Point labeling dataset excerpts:
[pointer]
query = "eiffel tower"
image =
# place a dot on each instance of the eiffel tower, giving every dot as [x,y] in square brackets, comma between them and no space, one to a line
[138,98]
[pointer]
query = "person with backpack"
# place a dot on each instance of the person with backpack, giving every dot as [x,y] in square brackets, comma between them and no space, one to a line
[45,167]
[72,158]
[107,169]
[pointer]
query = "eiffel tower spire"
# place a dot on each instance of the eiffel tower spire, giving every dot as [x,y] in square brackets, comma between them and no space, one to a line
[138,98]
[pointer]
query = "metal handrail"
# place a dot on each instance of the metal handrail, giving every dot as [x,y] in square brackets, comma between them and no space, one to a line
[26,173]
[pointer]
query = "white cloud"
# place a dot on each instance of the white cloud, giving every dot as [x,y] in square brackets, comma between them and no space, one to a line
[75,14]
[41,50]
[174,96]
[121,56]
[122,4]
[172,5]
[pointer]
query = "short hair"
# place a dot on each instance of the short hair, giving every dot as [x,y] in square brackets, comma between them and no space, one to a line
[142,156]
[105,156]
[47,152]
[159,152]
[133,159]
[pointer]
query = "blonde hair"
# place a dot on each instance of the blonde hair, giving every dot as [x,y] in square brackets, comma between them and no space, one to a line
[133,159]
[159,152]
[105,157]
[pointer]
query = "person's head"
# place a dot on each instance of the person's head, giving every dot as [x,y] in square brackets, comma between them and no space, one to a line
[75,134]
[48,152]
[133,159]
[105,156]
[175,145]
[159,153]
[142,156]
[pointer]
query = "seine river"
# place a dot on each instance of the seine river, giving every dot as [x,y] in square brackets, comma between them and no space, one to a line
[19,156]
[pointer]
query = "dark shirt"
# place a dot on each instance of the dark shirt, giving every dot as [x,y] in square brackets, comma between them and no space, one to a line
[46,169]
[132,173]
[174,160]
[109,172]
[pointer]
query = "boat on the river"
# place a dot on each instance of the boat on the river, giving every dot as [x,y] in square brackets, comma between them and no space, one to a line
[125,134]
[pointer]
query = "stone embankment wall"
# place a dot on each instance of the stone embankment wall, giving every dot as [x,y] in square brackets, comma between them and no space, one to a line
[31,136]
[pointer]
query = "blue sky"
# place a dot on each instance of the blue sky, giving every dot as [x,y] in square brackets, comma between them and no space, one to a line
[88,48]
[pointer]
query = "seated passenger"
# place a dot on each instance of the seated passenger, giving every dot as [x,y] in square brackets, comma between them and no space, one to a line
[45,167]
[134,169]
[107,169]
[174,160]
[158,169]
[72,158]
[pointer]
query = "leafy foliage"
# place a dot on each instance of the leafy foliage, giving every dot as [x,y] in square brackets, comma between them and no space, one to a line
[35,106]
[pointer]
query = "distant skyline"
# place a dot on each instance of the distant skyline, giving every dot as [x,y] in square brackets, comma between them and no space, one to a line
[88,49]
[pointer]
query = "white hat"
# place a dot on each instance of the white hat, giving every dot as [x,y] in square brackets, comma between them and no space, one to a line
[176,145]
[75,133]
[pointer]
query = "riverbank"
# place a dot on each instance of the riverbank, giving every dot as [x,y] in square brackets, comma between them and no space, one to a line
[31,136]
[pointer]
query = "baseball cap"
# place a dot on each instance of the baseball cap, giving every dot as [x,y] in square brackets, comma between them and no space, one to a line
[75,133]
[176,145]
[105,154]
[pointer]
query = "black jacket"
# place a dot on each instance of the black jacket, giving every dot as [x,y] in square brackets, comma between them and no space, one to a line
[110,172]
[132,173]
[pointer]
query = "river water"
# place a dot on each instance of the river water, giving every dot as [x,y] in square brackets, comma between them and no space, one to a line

Aim of the exercise:
Copy out all the entries shown above, character for character.

Answer to the task:
[pointer]
query = "eiffel tower"
image =
# place a dot on each instance of the eiffel tower, giving every dot as [x,y] in square brackets, comma between them and no space, one to a line
[138,98]
[pointer]
query = "person with backpack"
# place a dot on each instance of the person with backpack, giving every dot as [x,y] in square brackets, comma between them and no space, one to a line
[45,167]
[72,158]
[107,169]
[pointer]
query = "eiffel tower spire"
# place a dot on each instance of the eiffel tower spire, giving every dot as [x,y] in square brackets, comma between them and no space, one to a line
[138,98]
[pointer]
query = "metal handrail"
# place a dot on each instance of the metal handrail, giving every dot as [x,y] in square brackets, comma between them and no space, one to a line
[26,173]
[pointer]
query = "white cloud"
# place a dot on each instance of the white cloud, giving every dot as [x,y] in square brackets, comma between them and no space, one to a line
[75,14]
[41,50]
[174,96]
[121,56]
[122,4]
[172,5]
[pointer]
query = "short hair"
# place a dot on each instance of the short hair, giving every dot as [x,y] in square brackets, comma between them and no space, one to a line
[142,156]
[105,156]
[47,152]
[159,152]
[133,159]
[pointer]
query = "blonde hair"
# place a dot on each instance of the blonde hair, giving every dot as [x,y] in square brackets, comma between them and no space, one to a line
[133,159]
[159,152]
[105,157]
[pointer]
query = "person's head"
# place a dot on each instance of the person's head, giving every dot as [x,y] in square brackets, comma between them and no space, one to a line
[75,134]
[48,152]
[133,159]
[105,156]
[175,145]
[159,153]
[142,156]
[pointer]
query = "seine river"
# place a dot on each instance of the seine river, giving every dot as [x,y] in square brackets, comma between them and no space, one to a line
[19,156]
[pointer]
query = "dark shirt"
# place a dot on each instance of the dark shirt, giving every dot as [x,y] in square brackets, comma between them and no space, one to a line
[46,169]
[132,173]
[174,160]
[109,172]
[pointer]
query = "boat on the river"
# place a dot on each instance of the boat on the river, giving every dot as [x,y] in square brackets, comma between them and no space, one to a line
[125,134]
[pointer]
query = "stone embankment wall"
# place a dot on each instance of the stone embankment wall, giving every dot as [x,y] in square brackets, comma between them and no space, one to a line
[31,136]
[pointer]
query = "blue sky"
# place a dot on each instance of the blue sky, giving every dot as [x,y] in square brackets, comma between them and no space, one to a line
[88,48]
[pointer]
query = "seated passenger"
# place a dot on each instance of the seated passenger, giving every dot as [x,y] in square brackets, comma between them and no space, one to a line
[45,167]
[134,169]
[107,169]
[174,160]
[158,169]
[72,158]
[pointer]
query = "leafy foliage"
# place a dot on each instance of the leafy foliage, giving every dot as [x,y] in square brackets, comma between them and no space, one to a line
[35,106]
[pointer]
query = "distant skyline"
# place a dot on each instance of the distant skyline, giving every dot as [x,y] in square brackets, comma between them and no space, one to a line
[88,49]
[pointer]
query = "white hat"
# place a dot on each instance of the white hat, giving every dot as [x,y] in square brackets, comma between them and no space, one to a line
[176,145]
[75,133]
[pointer]
query = "riverbank"
# place a dot on each instance of the riverbank, giving every dot as [x,y] in square brackets, comma between them and no space, one to a line
[31,136]
[pointer]
query = "baseball cap"
# place a dot on each instance of the baseball cap, giving every dot as [x,y] in square brackets, comma between them and no space, one to a line
[75,133]
[176,145]
[105,154]
[pointer]
query = "black jacket"
# place a dot on each instance of the black jacket, giving every dot as [x,y] in square brackets, comma between them and no space, one to a line
[110,172]
[132,173]
[pointer]
query = "river water"
# place a dot on each instance of the river water, giving every dot as [x,y] in square brackets, comma between them and no space, one to a line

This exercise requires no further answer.